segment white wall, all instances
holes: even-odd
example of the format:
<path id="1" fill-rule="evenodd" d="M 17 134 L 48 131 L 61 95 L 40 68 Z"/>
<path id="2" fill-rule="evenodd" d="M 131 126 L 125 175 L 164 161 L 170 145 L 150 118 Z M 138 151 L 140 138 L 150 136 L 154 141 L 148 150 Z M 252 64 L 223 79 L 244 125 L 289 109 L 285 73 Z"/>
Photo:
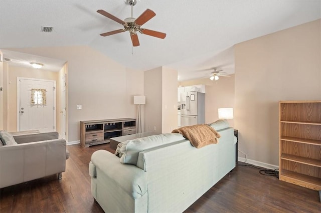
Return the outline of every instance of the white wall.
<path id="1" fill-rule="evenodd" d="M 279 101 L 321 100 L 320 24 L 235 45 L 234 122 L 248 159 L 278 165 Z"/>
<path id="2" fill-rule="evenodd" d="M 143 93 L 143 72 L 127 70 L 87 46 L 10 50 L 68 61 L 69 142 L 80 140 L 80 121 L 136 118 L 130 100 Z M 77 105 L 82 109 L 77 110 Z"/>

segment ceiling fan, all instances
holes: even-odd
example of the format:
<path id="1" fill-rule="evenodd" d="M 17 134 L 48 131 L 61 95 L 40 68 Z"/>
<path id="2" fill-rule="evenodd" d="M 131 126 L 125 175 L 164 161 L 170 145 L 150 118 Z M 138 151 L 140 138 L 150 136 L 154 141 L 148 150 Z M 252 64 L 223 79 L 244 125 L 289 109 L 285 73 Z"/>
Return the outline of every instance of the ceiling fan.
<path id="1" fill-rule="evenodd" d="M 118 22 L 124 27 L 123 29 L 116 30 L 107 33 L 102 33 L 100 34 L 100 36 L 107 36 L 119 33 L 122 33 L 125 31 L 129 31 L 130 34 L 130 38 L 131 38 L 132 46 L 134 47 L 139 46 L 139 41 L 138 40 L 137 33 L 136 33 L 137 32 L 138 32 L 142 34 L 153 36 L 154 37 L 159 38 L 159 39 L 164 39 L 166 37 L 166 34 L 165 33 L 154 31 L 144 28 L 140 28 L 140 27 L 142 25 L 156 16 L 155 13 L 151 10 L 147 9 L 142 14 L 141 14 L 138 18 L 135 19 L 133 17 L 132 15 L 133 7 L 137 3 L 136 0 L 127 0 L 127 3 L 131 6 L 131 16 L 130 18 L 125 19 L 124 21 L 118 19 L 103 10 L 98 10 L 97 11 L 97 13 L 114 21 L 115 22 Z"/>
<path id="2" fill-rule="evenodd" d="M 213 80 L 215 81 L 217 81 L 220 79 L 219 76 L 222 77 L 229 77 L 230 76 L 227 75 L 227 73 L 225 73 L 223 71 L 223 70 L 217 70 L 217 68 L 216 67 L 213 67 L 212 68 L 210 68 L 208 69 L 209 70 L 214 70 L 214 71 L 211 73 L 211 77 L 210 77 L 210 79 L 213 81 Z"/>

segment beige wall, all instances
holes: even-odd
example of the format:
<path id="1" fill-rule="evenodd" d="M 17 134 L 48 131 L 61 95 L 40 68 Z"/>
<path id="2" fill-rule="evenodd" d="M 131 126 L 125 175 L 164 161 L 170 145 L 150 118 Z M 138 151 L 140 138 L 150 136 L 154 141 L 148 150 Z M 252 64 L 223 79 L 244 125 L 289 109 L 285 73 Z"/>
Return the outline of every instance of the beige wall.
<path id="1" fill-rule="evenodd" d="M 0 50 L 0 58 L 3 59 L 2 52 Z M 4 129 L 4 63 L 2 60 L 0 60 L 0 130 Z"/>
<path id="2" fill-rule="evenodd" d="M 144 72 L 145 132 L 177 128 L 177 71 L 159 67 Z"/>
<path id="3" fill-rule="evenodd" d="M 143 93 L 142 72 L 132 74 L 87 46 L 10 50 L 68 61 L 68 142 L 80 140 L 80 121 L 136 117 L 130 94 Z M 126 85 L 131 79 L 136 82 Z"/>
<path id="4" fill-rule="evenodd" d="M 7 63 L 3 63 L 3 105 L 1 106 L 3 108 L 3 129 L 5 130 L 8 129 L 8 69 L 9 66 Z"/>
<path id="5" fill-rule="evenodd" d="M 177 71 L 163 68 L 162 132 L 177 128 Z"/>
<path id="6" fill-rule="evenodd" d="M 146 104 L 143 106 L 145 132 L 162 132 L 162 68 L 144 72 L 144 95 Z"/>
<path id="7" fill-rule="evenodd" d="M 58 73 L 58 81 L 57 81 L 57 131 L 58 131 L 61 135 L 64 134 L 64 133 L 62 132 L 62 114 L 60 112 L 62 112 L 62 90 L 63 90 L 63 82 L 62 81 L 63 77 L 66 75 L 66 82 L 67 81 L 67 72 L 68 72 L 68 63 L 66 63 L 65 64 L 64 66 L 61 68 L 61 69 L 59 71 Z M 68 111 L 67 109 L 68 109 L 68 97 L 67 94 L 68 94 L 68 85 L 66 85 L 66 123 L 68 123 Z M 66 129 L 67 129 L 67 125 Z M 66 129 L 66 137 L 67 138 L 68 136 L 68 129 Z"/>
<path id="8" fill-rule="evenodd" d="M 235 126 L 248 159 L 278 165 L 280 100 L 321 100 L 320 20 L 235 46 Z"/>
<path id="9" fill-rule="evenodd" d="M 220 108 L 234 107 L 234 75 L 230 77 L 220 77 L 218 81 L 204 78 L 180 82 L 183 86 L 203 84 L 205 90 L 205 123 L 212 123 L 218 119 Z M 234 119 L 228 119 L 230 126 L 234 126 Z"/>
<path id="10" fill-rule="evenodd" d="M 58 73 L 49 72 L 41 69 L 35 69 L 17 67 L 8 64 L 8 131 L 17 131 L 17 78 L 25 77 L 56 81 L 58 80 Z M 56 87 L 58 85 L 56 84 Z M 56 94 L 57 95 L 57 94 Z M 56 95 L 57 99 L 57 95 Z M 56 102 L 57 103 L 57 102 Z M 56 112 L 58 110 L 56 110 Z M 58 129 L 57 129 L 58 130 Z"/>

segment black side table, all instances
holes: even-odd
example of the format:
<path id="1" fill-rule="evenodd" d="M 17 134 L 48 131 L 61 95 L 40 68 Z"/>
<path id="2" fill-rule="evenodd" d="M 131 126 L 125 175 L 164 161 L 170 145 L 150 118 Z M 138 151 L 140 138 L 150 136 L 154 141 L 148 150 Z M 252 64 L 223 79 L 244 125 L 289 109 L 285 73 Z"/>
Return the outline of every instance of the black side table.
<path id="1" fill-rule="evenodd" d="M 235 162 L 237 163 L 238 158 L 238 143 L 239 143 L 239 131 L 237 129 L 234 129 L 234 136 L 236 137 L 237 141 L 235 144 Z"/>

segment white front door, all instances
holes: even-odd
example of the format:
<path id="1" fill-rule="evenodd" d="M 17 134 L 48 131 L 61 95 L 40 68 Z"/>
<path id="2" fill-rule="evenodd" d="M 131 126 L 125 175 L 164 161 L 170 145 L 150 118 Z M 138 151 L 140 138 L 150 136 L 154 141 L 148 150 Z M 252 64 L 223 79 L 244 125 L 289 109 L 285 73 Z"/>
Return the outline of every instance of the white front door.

GOAL — Output every line above as a JSON list of strings, one string per line, with blank lines omitted. Leave the pictures out of the list.

RESULT FOR THIS TASK —
[
  "segment white wall, all instances",
  "holes: even-odd",
  "example of the format:",
  "<path id=\"1\" fill-rule=\"evenodd\" d=\"M 17 134 L 48 131 L 61 95 L 40 68 Z\"/>",
  "<path id=\"2\" fill-rule=\"evenodd\" d=\"M 131 126 L 125 175 L 164 161 L 170 145 L 150 118 Z M 138 151 L 140 138 L 150 136 L 154 141 L 148 150 Z M 252 64 L 223 79 L 244 125 L 289 109 L 285 73 Z\"/>",
  "Photo:",
  "Return the outline of every instance of the white wall.",
  "<path id=\"1\" fill-rule=\"evenodd\" d=\"M 279 101 L 321 100 L 320 24 L 235 45 L 234 122 L 248 159 L 278 165 Z\"/>",
  "<path id=\"2\" fill-rule=\"evenodd\" d=\"M 143 93 L 143 72 L 127 70 L 87 46 L 10 50 L 68 61 L 69 142 L 80 140 L 80 121 L 136 118 L 130 100 Z M 77 105 L 82 109 L 77 110 Z\"/>",
  "segment ceiling fan, all instances",
  "holes: even-odd",
  "example of the format:",
  "<path id=\"1\" fill-rule=\"evenodd\" d=\"M 17 134 L 48 131 L 61 95 L 40 68 Z\"/>",
  "<path id=\"2\" fill-rule=\"evenodd\" d=\"M 131 126 L 125 175 L 164 161 L 170 145 L 150 118 Z M 138 151 L 140 138 L 150 136 L 154 141 L 148 150 Z M 252 64 L 223 79 L 244 125 L 289 109 L 285 73 Z\"/>",
  "Return the outline of every instance of the ceiling fan.",
  "<path id=\"1\" fill-rule=\"evenodd\" d=\"M 118 22 L 124 27 L 123 29 L 116 30 L 107 33 L 102 33 L 100 34 L 100 36 L 107 36 L 119 33 L 122 33 L 125 31 L 129 31 L 130 34 L 130 38 L 131 38 L 132 46 L 134 47 L 139 46 L 139 41 L 138 40 L 137 33 L 136 33 L 137 32 L 138 32 L 142 34 L 153 36 L 154 37 L 159 38 L 159 39 L 164 39 L 166 37 L 166 34 L 165 33 L 154 31 L 144 28 L 140 28 L 140 27 L 142 25 L 156 16 L 155 13 L 151 10 L 147 9 L 142 14 L 141 14 L 138 18 L 135 19 L 133 17 L 132 15 L 133 7 L 137 3 L 136 0 L 127 0 L 127 3 L 131 6 L 131 16 L 130 18 L 125 19 L 124 21 L 118 19 L 103 10 L 98 10 L 97 11 L 97 13 L 114 21 L 115 22 Z\"/>",
  "<path id=\"2\" fill-rule=\"evenodd\" d=\"M 213 80 L 215 81 L 217 81 L 220 79 L 219 76 L 222 77 L 229 77 L 230 76 L 227 75 L 227 73 L 225 73 L 223 71 L 223 70 L 217 70 L 217 68 L 216 67 L 213 67 L 212 68 L 210 68 L 208 69 L 209 70 L 214 70 L 214 71 L 211 73 L 211 77 L 210 77 L 210 79 L 213 81 Z\"/>",
  "segment beige wall, all instances",
  "holes: even-odd",
  "example of the format:",
  "<path id=\"1\" fill-rule=\"evenodd\" d=\"M 17 134 L 48 131 L 61 95 L 40 68 Z\"/>",
  "<path id=\"2\" fill-rule=\"evenodd\" d=\"M 131 126 L 125 175 L 164 161 L 170 145 L 150 118 Z M 138 151 L 140 138 L 150 136 L 154 141 L 148 150 Z M 252 64 L 223 79 L 244 125 L 289 109 L 285 73 Z\"/>",
  "Return the outline of every instance of the beige wall.",
  "<path id=\"1\" fill-rule=\"evenodd\" d=\"M 0 50 L 0 58 L 3 59 L 2 52 Z M 4 129 L 4 63 L 2 60 L 0 60 L 0 130 Z\"/>",
  "<path id=\"2\" fill-rule=\"evenodd\" d=\"M 144 72 L 145 132 L 177 128 L 177 71 L 159 67 Z\"/>",
  "<path id=\"3\" fill-rule=\"evenodd\" d=\"M 143 93 L 142 72 L 132 74 L 87 46 L 10 50 L 68 61 L 68 142 L 80 140 L 80 121 L 136 117 L 130 94 Z M 126 85 L 131 79 L 136 82 Z\"/>",
  "<path id=\"4\" fill-rule=\"evenodd\" d=\"M 7 63 L 3 63 L 3 105 L 1 106 L 3 108 L 3 129 L 5 130 L 8 129 L 8 69 L 9 66 Z\"/>",
  "<path id=\"5\" fill-rule=\"evenodd\" d=\"M 177 71 L 163 68 L 162 132 L 177 128 Z\"/>",
  "<path id=\"6\" fill-rule=\"evenodd\" d=\"M 146 104 L 143 106 L 145 132 L 162 132 L 162 68 L 144 72 L 144 95 Z\"/>",
  "<path id=\"7\" fill-rule=\"evenodd\" d=\"M 58 73 L 58 81 L 57 81 L 57 131 L 58 131 L 61 135 L 64 134 L 64 133 L 62 132 L 62 114 L 60 112 L 62 112 L 62 90 L 63 90 L 63 82 L 62 81 L 63 77 L 66 75 L 66 82 L 67 81 L 67 72 L 68 72 L 68 63 L 66 63 L 65 64 L 64 66 L 61 68 L 61 69 L 59 71 Z M 68 111 L 67 109 L 68 109 L 68 97 L 67 94 L 68 94 L 68 85 L 66 85 L 66 123 L 68 123 Z M 66 129 L 67 129 L 67 125 Z M 66 129 L 66 137 L 67 138 L 68 136 L 68 129 Z\"/>",
  "<path id=\"8\" fill-rule=\"evenodd\" d=\"M 235 126 L 248 159 L 278 165 L 280 100 L 321 100 L 320 20 L 235 46 Z\"/>",
  "<path id=\"9\" fill-rule=\"evenodd\" d=\"M 220 108 L 234 107 L 234 75 L 230 77 L 220 77 L 218 81 L 204 78 L 180 82 L 183 86 L 203 84 L 205 90 L 205 123 L 212 123 L 218 119 Z M 234 119 L 228 119 L 230 126 L 234 126 Z\"/>",
  "<path id=\"10\" fill-rule=\"evenodd\" d=\"M 58 73 L 49 72 L 41 69 L 35 69 L 17 67 L 8 64 L 8 131 L 17 131 L 17 78 L 25 77 L 56 81 L 58 80 Z M 56 87 L 58 85 L 56 84 Z M 56 94 L 57 95 L 57 94 Z M 56 95 L 57 99 L 57 95 Z M 56 102 L 57 103 L 57 102 Z M 56 112 L 58 110 L 56 110 Z M 58 129 L 57 129 L 58 130 Z\"/>",
  "segment black side table, all instances",
  "holes: even-odd",
  "example of the format:",
  "<path id=\"1\" fill-rule=\"evenodd\" d=\"M 17 134 L 48 131 L 61 95 L 40 68 Z\"/>",
  "<path id=\"2\" fill-rule=\"evenodd\" d=\"M 131 126 L 125 175 L 164 161 L 170 145 L 150 118 Z M 138 151 L 140 138 L 150 136 L 154 141 L 148 150 Z M 252 64 L 223 79 L 244 125 L 289 109 L 285 73 Z\"/>",
  "Return the outline of every instance of the black side table.",
  "<path id=\"1\" fill-rule=\"evenodd\" d=\"M 235 162 L 237 163 L 238 158 L 238 143 L 239 143 L 239 131 L 237 129 L 234 129 L 234 136 L 236 137 L 237 141 L 235 144 Z\"/>",
  "segment white front door, all instances",
  "holes: even-odd",
  "example of the format:",
  "<path id=\"1\" fill-rule=\"evenodd\" d=\"M 17 134 L 48 131 L 61 95 L 40 68 Z\"/>",
  "<path id=\"2\" fill-rule=\"evenodd\" d=\"M 131 126 L 125 175 L 164 161 L 170 145 L 150 118 Z M 138 151 L 140 138 L 150 136 L 154 141 L 148 150 Z M 252 64 L 223 79 L 244 125 L 289 109 L 285 73 Z\"/>",
  "Return the outline of every instance of the white front door."
]